◆ 所附文章:
========================

吳秋君



摘要:本文對1994年至今我國的財政政策周期進行了衡量和劃分,并將其與大類資產表現的相關關系進行了總結比較。通過研究發現,財政政策周期與經濟波動走勢整體呈現相反趨勢,這主要源于財政政策的逆周期調節作用。根據財政周期的運行規律,2019年初將處于一個擴張期的開端,這與今年政府工作報告的財政政策基調相吻合。
關鍵詞:財政周期? 逆周期調節? 相機抉擇
財政政策:逆周期調節的重要工具
財政政策是指國家根據當前的經濟狀況,從稅收、支出等角度制定的政府工作基本方針和目標,以實現經濟發展的最終目的。財政政策和貨幣政策都是經濟政策的重要組成部分。財政政策的主要目標包括經濟、物價、就業和資源分配等方面,同時又受到赤字率的約束——過高的赤字率會帶來通貨膨脹,而過低的赤字率又會引起經濟收縮。
財政政策有不同的導向,即擴張性財政政策、緊縮性財政政策和中性穩健的財政政策。按照凱恩斯的宏觀調控理論,理想的相機抉擇財政政策應呈現顯著的逆周期性,即當經濟存在下行壓力時采取擴張性政策刺激以實現復蘇,當經濟繁榮時采取緊縮性政策以防止經濟過熱。逆周期的財政政策一直被學術界視為社會最優的政策工具,究其原因,逆周期的財政政策可以通過調節稅收和財政支出有效地平滑經濟波動,實現經濟長期可持續發展。
財政政策調節經濟波動是從財政收入和財政支出兩大方向入手:從財政收入角度看,政府可以通過調節出口退稅、關稅稅率等措施來影響出口,通過稅收優惠政策、土地優惠政策等措施來影響投資,通過消費補貼、降低流轉稅等措施來影響消費。從財政支出角度看,政府主動調節能力更強,作用于經濟效果更快。財政支出主要分為消費性支出、投資性支出和轉移支付,我國財政政策刺激經濟以投資性支出為主導,一方面能促進結構性的產業調整和發展,另一方面可以直接影響經濟總量。

========================

部分記錄
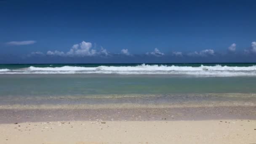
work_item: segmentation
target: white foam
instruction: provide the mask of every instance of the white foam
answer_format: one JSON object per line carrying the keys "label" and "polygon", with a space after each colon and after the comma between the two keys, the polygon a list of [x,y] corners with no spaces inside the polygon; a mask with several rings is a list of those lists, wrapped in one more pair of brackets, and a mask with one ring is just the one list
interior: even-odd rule
{"label": "white foam", "polygon": [[10,70],[10,69],[0,69],[0,72],[6,72],[6,71],[8,71],[9,70]]}
{"label": "white foam", "polygon": [[250,67],[228,67],[217,65],[215,66],[176,66],[143,64],[136,66],[105,66],[82,67],[64,66],[55,67],[30,67],[26,68],[11,70],[0,69],[0,74],[118,74],[122,75],[165,74],[191,75],[235,76],[256,76],[256,66]]}

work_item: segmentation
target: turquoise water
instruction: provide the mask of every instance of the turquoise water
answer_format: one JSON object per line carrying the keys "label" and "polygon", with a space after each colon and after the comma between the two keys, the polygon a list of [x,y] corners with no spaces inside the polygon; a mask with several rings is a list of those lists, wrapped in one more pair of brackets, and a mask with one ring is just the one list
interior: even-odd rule
{"label": "turquoise water", "polygon": [[256,65],[0,64],[0,96],[256,93]]}

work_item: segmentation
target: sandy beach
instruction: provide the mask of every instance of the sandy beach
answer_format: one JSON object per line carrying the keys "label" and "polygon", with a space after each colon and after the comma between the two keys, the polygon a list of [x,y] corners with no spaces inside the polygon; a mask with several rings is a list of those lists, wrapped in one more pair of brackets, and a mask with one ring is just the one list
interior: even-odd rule
{"label": "sandy beach", "polygon": [[214,104],[2,105],[0,143],[256,143],[254,103]]}
{"label": "sandy beach", "polygon": [[253,144],[256,120],[76,121],[0,124],[1,144]]}

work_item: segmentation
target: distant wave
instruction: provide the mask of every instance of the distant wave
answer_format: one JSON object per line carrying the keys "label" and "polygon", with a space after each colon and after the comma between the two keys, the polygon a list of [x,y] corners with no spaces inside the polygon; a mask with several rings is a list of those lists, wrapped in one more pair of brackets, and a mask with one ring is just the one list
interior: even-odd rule
{"label": "distant wave", "polygon": [[6,71],[8,71],[10,70],[9,69],[0,69],[0,72],[6,72]]}
{"label": "distant wave", "polygon": [[184,74],[205,76],[256,76],[256,66],[229,67],[176,66],[146,65],[136,66],[105,66],[83,67],[64,66],[55,67],[30,67],[20,69],[0,69],[0,74]]}

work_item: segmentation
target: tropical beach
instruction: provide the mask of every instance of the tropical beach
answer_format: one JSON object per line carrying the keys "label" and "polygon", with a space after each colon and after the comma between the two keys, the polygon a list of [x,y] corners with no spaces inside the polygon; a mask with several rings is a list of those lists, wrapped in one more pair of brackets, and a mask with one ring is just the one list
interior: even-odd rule
{"label": "tropical beach", "polygon": [[0,65],[1,143],[253,143],[254,64]]}
{"label": "tropical beach", "polygon": [[255,5],[0,0],[0,144],[256,144]]}

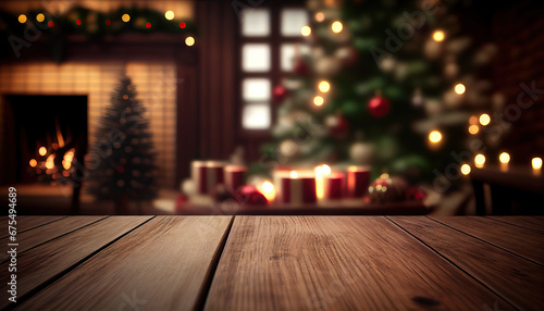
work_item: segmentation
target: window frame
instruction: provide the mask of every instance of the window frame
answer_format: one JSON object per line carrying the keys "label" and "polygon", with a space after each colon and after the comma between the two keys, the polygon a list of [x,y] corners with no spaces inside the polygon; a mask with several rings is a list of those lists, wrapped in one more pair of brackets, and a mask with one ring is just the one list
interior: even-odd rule
{"label": "window frame", "polygon": [[[271,1],[272,2],[272,1]],[[281,60],[281,48],[283,43],[304,43],[305,37],[302,36],[293,36],[286,37],[281,34],[281,14],[284,9],[302,9],[308,12],[306,9],[304,1],[289,1],[288,3],[284,3],[283,1],[279,1],[277,3],[264,3],[262,5],[256,8],[248,9],[268,9],[270,12],[270,35],[268,36],[251,36],[245,37],[242,34],[242,15],[240,20],[237,23],[236,29],[236,102],[238,104],[236,124],[237,132],[242,137],[249,138],[270,138],[271,137],[271,128],[274,126],[277,120],[276,108],[277,104],[273,101],[273,89],[275,86],[280,85],[283,78],[289,78],[295,76],[293,72],[284,72],[282,70],[282,60]],[[311,16],[308,13],[309,24],[311,22]],[[242,69],[243,64],[243,47],[246,43],[267,43],[270,46],[270,71],[268,72],[244,72]],[[243,125],[243,113],[244,107],[246,105],[246,101],[243,98],[243,87],[245,78],[267,78],[270,79],[270,126],[268,128],[262,129],[250,129],[244,128]]]}

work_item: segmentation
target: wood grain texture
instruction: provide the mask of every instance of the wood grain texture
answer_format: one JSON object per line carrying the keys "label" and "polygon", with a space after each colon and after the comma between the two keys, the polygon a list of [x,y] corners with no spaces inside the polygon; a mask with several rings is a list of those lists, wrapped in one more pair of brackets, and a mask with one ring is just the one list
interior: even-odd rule
{"label": "wood grain texture", "polygon": [[492,245],[544,264],[544,234],[486,217],[431,217]]}
{"label": "wood grain texture", "polygon": [[[106,216],[72,216],[61,219],[54,222],[47,223],[42,226],[36,227],[32,231],[26,231],[17,234],[17,254],[44,244],[48,240],[57,238],[61,235],[76,231],[83,226],[89,225],[94,222],[104,219]],[[9,259],[8,253],[0,254],[0,262]]]}
{"label": "wood grain texture", "polygon": [[506,301],[385,217],[236,216],[205,310],[482,310]]}
{"label": "wood grain texture", "polygon": [[[231,216],[158,216],[22,306],[25,310],[193,310]],[[135,304],[131,304],[131,301]],[[126,308],[125,308],[126,307]]]}
{"label": "wood grain texture", "polygon": [[[38,290],[73,265],[149,219],[150,216],[109,217],[18,256],[17,300],[24,300],[32,291]],[[0,264],[0,270],[8,271],[8,262]],[[1,284],[7,284],[9,277],[8,273],[2,273]],[[8,306],[13,304],[8,299],[0,300],[0,309]]]}
{"label": "wood grain texture", "polygon": [[544,216],[489,216],[489,219],[544,233]]}
{"label": "wood grain texture", "polygon": [[544,268],[425,217],[390,217],[518,309],[544,306]]}
{"label": "wood grain texture", "polygon": [[[15,221],[17,222],[15,227],[17,228],[17,235],[21,233],[24,233],[26,231],[42,226],[45,224],[49,224],[62,219],[65,219],[66,216],[16,216]],[[5,220],[5,223],[2,222],[2,224],[8,225],[8,220]],[[8,236],[7,231],[2,231],[0,238],[4,238]]]}

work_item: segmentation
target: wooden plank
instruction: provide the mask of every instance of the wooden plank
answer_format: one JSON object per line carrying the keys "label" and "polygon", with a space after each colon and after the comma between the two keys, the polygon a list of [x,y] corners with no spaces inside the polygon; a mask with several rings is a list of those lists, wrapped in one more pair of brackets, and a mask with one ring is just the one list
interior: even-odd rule
{"label": "wooden plank", "polygon": [[[158,216],[33,297],[25,310],[194,310],[231,216]],[[135,306],[131,306],[131,299]],[[124,308],[127,307],[127,308]]]}
{"label": "wooden plank", "polygon": [[542,265],[425,217],[390,220],[518,309],[537,310],[544,306]]}
{"label": "wooden plank", "polygon": [[205,310],[512,309],[385,217],[236,216]]}
{"label": "wooden plank", "polygon": [[458,231],[544,264],[544,234],[480,216],[432,217]]}
{"label": "wooden plank", "polygon": [[544,233],[543,216],[489,216],[489,219]]}
{"label": "wooden plank", "polygon": [[[16,216],[17,222],[15,227],[17,228],[17,235],[29,229],[65,219],[66,216]],[[7,223],[8,221],[5,221]],[[7,224],[8,225],[8,224]],[[7,232],[2,232],[0,238],[8,236]]]}
{"label": "wooden plank", "polygon": [[[17,234],[17,256],[48,240],[76,231],[106,216],[71,216]],[[9,253],[0,254],[0,262],[9,259]]]}
{"label": "wooden plank", "polygon": [[[149,219],[108,217],[17,256],[17,303]],[[8,271],[8,263],[0,264],[0,270]],[[2,273],[0,282],[7,284],[9,277]],[[14,307],[8,299],[0,300],[0,309],[8,306]]]}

========================

◆ 任務:
根據這篇財政政策文章,回答下列問題:
(a) 摘要指出,2019年初將處於財政周期的哪個階段?
(b) 財政政策有哪三種導向?
(c) 我國財政政策刺激經濟以哪一類支出為主導?

◆ 參考答案:
(a) 處於一個擴張期的開端。
(b) 擴張性財政政策、緊縮性財政政策和中性穩健的財政政策。
(c) 以投資性支出為主導。